Rajivan Rajamohan’s Birkbeck journey was fraught with personal challenges that brought him to the brink of giving up on his MSc in Economics. However, through will, self-care and support from friends and staff, last week he graduated. Here is his #BBKgrad story.

Rajivan Rajamohan

Rajivan Rajamohan

After completing a BA in Accounting and Finance from the University of Essex, Rajivan set about making his ambition to become an economist happen. The first step on his way to achieving his dream was completing a Graduate Diploma in Economics (GDE) to get him onto an MSc in his chosen area of study.

In 2016, Rajivan left his Wealth Management role at a bank in the City to begin his MSc at Birkbeck. Like many Birkbeck students, Rajivan felt the physical and mental demands of working full-time in a professionally demanding role while studying a subject that he didn’t have much previous experience in, “I had to work harder to fill the missing gaps in my knowledge, considerably more and quicker than most of my peers as my MSc was funded by myself with my full-time role as a Waiter for Nando’s”, he says. But that didn’t stop him diving headfirst into other commitments, taking the time to volunteer at Great Ormond Street Hospital and for Birkbeck’s Academic Panel on behalf of the Student Union, which earned him the ‘Birkbeck Colours and Honours Award’ in 2018.

It was during his GDE that Rajivan realised that the stress of exams was affecting him more than other students, with a fellow student urging him to seek help. Eventually Rajivan was diagnosed with the mental health condition Post Traumatic Stress Disorder (PTSD), which he discovered was triggered by exams. He explained, “While undertaking my GCSE exams at the age of 16, I went through unexpected and substantial trauma during the year of my final GCSE exams, which was not correctly diagnosed as PTSD for eight years. Due to the extremely delayed diagnosis, my PTSD was untreated and served to exacerbate the original trauma and exam-related anxiety.” Rajivan was able to begin treatment for his PTSD in the summer of 2016.

Being at Birkbeck meant that Rajivan could access disability support to help him with managing his rigorous and technically challenging exams for the first time in his academic studies, as well as receiving support from fellow students and lecturers who urged him to keep going with his degree, despite the challenges he faced.

Unfortunately, Rajivan suffered a further setback when he lost his creditworthiness due to a mistake made by a bank, meaning he could no longer work in that field, a huge blow as he had previously held roles in the financial sector. He said, “I am currently still seeking legal representation to take further legal advice and actions to rectify this error.”

Yet, now having completed his MSc, after three years, Rajivan can proudly declare that he has done it! “The support, kindness and compassion of my therapist, my Econometrics lecturer and a few of my friends from my undergraduate and postgraduate cohort helped me to stay focused and not to drop out of my degree.”
####################
» Work instruction 1
Turn the paragraph of the graduation story that begins "In 2016, Rajivan left" into a short bulleted list that keeps its main facts.
» Work instruction 2
Please repeat word for word the part of the graduation story from "After completing a" up to and including "area of study.".
The records come from a separate source.
####################
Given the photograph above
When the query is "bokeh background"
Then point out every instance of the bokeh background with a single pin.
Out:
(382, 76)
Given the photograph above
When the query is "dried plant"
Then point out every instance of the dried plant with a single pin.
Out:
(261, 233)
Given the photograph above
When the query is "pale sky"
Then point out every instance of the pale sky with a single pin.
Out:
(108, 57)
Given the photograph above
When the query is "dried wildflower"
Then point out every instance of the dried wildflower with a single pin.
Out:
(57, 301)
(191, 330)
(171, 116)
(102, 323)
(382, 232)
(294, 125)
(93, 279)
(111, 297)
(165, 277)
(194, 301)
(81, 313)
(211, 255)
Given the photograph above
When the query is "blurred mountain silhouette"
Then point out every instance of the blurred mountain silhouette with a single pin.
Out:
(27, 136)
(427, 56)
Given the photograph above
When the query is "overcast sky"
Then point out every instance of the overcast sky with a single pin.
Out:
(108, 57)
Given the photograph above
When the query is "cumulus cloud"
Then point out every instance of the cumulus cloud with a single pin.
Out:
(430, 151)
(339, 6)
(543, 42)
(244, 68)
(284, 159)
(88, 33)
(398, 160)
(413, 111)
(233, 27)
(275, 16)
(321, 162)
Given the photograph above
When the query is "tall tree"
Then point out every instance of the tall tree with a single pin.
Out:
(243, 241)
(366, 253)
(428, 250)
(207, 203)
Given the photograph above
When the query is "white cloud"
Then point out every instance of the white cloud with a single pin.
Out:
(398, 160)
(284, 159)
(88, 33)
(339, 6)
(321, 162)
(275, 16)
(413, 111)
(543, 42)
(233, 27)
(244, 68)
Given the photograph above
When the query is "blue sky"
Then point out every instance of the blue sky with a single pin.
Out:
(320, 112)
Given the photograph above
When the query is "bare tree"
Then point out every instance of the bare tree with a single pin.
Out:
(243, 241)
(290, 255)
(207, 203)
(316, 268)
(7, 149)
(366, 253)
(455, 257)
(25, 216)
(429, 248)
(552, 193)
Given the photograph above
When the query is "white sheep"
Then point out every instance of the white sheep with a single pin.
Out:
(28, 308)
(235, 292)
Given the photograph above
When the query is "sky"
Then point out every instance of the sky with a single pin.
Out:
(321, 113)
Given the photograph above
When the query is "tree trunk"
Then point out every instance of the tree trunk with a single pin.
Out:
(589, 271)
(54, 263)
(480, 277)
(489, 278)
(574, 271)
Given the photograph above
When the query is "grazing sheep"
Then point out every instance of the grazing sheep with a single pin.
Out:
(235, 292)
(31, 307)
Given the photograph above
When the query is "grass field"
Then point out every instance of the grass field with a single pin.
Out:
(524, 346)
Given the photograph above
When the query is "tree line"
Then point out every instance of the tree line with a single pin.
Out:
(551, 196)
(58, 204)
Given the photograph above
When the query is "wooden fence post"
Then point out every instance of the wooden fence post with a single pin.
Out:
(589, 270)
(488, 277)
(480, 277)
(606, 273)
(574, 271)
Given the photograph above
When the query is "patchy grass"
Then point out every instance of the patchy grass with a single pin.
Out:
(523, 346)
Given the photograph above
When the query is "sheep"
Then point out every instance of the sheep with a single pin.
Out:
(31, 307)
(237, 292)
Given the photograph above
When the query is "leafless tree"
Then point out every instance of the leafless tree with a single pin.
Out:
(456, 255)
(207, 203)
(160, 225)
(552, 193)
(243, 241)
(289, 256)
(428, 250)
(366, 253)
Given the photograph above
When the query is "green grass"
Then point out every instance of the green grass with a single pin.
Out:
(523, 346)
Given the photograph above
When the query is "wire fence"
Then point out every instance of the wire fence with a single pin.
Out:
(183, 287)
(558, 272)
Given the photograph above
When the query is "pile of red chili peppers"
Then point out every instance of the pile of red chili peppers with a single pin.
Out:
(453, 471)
####################
» Written reply 1
- In 2016, Rajivan left his Wealth Management role at a bank in the City to begin his MSc at Birkbeck.
- He felt the physical and mental demands of full-time work while studying a subject he had little previous experience in.
- He had to work harder and faster than most of his peers to fill gaps in his knowledge, and he funded the MSc himself through a full-time job as a waiter at Nando's.
- He also volunteered at Great Ormond Street Hospital and on Birkbeck's Academic Panel on behalf of the Student Union.
- That volunteering earned him the 'Birkbeck Colours and Honours Award' in 2018.

» Written reply 2
After completing a BA in Accounting and Finance from the University of Essex, Rajivan set about making his ambition to become an economist happen. The first step on his way to achieving his dream was completing a Graduate Diploma in Economics (GDE) to get him onto an MSc in his chosen area of study.